With nothing added and nothing dropped, write out all of the entries below.
□ □ □ □ □
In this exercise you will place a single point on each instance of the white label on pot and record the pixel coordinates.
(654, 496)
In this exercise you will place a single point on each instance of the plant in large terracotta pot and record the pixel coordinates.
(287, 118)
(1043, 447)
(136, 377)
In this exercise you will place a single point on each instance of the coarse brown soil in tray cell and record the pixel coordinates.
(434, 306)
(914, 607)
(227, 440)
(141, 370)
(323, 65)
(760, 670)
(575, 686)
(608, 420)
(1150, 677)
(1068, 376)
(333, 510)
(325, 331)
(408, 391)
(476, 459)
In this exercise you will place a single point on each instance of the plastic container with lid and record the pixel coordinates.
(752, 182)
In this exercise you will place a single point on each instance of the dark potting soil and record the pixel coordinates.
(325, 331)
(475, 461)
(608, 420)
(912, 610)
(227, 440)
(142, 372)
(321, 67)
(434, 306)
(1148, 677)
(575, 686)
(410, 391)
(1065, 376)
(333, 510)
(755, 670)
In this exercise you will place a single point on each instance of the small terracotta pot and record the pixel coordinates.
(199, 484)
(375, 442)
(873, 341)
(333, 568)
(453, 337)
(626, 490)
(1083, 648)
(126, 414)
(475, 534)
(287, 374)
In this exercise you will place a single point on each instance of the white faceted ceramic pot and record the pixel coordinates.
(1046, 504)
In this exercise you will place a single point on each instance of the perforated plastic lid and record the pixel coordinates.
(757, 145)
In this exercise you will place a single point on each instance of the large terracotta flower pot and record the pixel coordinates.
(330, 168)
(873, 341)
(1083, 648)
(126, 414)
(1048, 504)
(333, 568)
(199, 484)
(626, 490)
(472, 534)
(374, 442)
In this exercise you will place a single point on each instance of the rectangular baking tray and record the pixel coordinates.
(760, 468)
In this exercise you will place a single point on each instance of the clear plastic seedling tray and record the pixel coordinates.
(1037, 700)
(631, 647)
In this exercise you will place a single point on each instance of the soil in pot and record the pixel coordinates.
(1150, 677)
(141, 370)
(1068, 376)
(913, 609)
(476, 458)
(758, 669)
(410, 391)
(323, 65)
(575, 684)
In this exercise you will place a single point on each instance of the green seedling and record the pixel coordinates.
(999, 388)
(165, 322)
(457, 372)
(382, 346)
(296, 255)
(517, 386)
□ □ □ □ □
▸ **Output of the task**:
In this exercise you will place a single point on each instance of the white label on pot and record the pixel coordinates.
(654, 496)
In this exercise you will place a single point on each instance of the plant in large terracotta pot and record the pixel coordinates.
(287, 118)
(1043, 447)
(136, 377)
In this exercise you will place a single point on each instance of the coarse brown soil in tray cell and record the pixel coordinates.
(434, 306)
(914, 607)
(227, 440)
(141, 370)
(323, 65)
(760, 670)
(575, 686)
(608, 420)
(1150, 677)
(1068, 376)
(333, 510)
(325, 331)
(408, 391)
(476, 459)
In this exercise you will place a single point on each instance of the plastic container with lid and record the pixel coordinates.
(752, 182)
In this exercise you will place a single point on each instance of the dark potting soil and record the pixel coordinates.
(325, 331)
(475, 461)
(608, 420)
(912, 610)
(227, 440)
(142, 372)
(321, 67)
(434, 306)
(1148, 677)
(575, 686)
(410, 391)
(1065, 376)
(333, 510)
(755, 670)
In this exercise you will place a single point on each instance of the small terracotta pot and record the pixel coordinates.
(199, 484)
(375, 442)
(873, 341)
(333, 568)
(453, 337)
(626, 490)
(1083, 648)
(126, 414)
(475, 534)
(287, 374)
In this exercise you will place a single point on each instance of the white faceted ceramic pot and record the pixel coordinates.
(1046, 504)
In this exercise you will place a single point on each instance of the perforated plastic lid and record the pixel coordinates.
(757, 145)
In this exercise you will place a single point on each instance of the large terracotta flower pot and record the pixel coordinates.
(330, 168)
(873, 341)
(1083, 648)
(126, 414)
(1048, 504)
(333, 568)
(199, 484)
(626, 490)
(472, 534)
(374, 442)
In this exercise you will place a single point on each instance of the rectangular baking tray and record the pixel coordinates.
(760, 468)
In this exercise you will place a single point on each instance of the clear plastic seedling tray and record the pixel coordinates.
(1037, 700)
(631, 647)
In this exercise you will place a single point on each instance of the soil in pot and record the pixel coordinates.
(1150, 677)
(141, 370)
(1068, 376)
(913, 609)
(476, 458)
(758, 669)
(410, 391)
(323, 65)
(575, 684)
In this exercise you will place a single point on each instance of the green seedling and record the pixel coordinates.
(999, 388)
(165, 322)
(457, 372)
(382, 346)
(296, 255)
(517, 386)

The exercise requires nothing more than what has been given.